# [Required task]
Copy out the material word for word, from the line containing "formatted as [129,207]." up to and including its final line, leaving out the pictures.

# [Dataset content]
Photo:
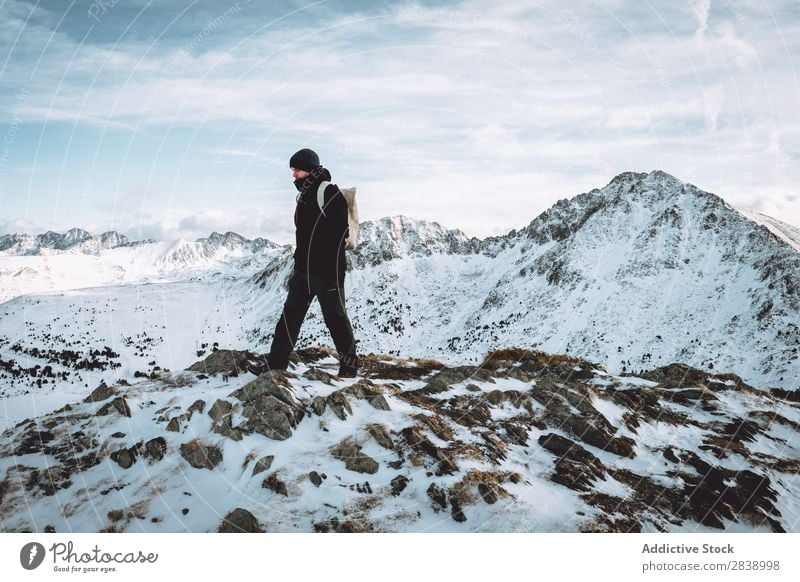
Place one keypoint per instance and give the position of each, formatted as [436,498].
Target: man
[319,268]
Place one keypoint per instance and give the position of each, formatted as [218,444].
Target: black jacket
[320,238]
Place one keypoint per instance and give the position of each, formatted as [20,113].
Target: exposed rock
[350,453]
[487,493]
[319,375]
[219,410]
[197,406]
[156,448]
[338,403]
[576,468]
[442,380]
[438,496]
[119,404]
[263,464]
[318,405]
[379,402]
[273,483]
[125,457]
[399,483]
[269,406]
[200,455]
[231,362]
[239,521]
[102,392]
[381,435]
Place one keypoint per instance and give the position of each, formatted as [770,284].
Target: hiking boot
[261,365]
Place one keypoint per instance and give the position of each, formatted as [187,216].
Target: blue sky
[173,119]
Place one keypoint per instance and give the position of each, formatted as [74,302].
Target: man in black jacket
[319,267]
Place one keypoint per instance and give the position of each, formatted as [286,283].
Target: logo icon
[31,555]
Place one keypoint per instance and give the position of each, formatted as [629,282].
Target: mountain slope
[52,262]
[643,272]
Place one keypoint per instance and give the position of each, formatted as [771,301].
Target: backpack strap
[321,195]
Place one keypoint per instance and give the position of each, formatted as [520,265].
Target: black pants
[303,287]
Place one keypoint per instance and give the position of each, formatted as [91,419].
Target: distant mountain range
[645,271]
[628,361]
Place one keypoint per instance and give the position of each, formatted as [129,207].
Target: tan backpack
[352,212]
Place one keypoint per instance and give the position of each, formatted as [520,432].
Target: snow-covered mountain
[644,272]
[654,387]
[77,259]
[524,442]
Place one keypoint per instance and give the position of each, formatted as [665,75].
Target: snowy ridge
[785,232]
[646,271]
[52,262]
[525,442]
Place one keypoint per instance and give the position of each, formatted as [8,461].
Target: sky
[173,119]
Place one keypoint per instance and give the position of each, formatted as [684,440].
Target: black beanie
[305,159]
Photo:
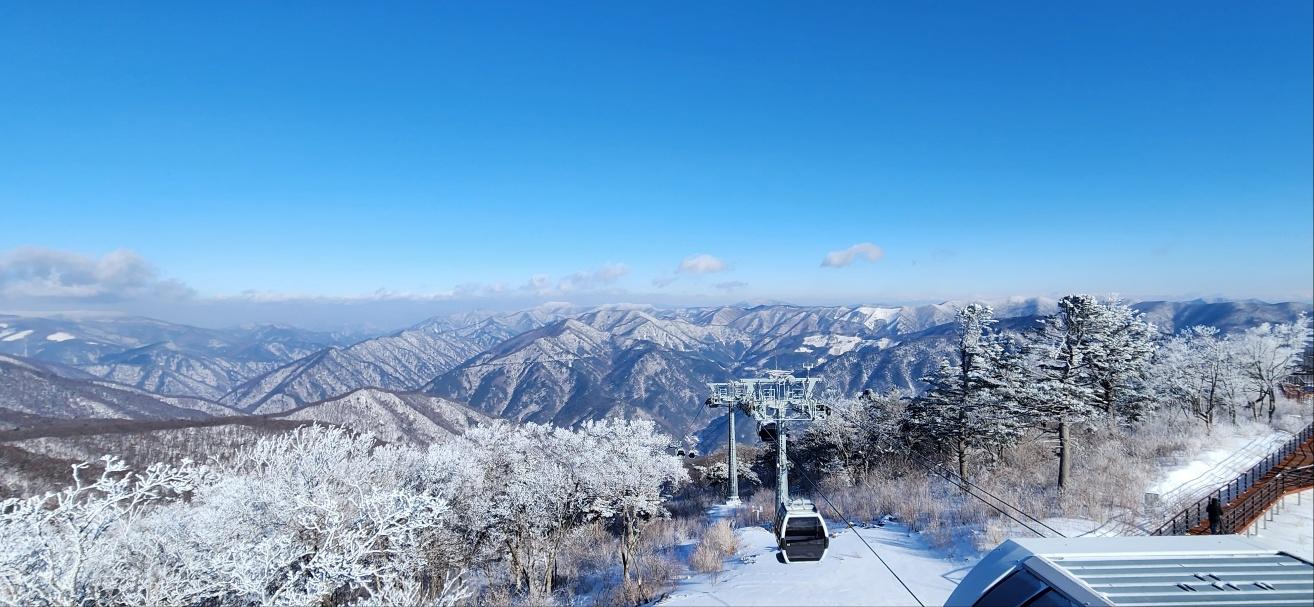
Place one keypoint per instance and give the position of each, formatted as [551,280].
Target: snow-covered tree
[1120,361]
[1267,354]
[1062,352]
[970,402]
[53,547]
[630,474]
[313,517]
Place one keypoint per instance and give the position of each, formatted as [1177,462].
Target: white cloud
[50,275]
[701,264]
[838,259]
[606,275]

# [Correct result]
Place one keypoint per instance and give the position of each, formatted as [129,207].
Target: tan backpack
[352,212]
Place one keypoint per instance and give the position of each, formatted as [520,432].
Target: snow-covered mountain
[644,272]
[654,387]
[77,259]
[524,442]
Place one keypoint per instance and give the position of each, formatted as [665,75].
Target: snowy ridge
[785,232]
[646,271]
[52,262]
[525,442]
Place one keypoint per instance and give the position of each, formatted as [8,461].
Target: sky
[173,119]
Place one keypoint per instance and give the position of each, formatted as [684,440].
Target: black beanie
[305,159]
Photo:
Place one keypoint per instance and give the position of each, formatted as [551,280].
Target: snow-covered tree
[1120,361]
[1267,354]
[1062,352]
[970,402]
[53,547]
[630,474]
[313,517]
Place one keypoint per instance and give the position of each, formatted as [1177,462].
Target: white cloud
[50,275]
[701,264]
[838,259]
[606,275]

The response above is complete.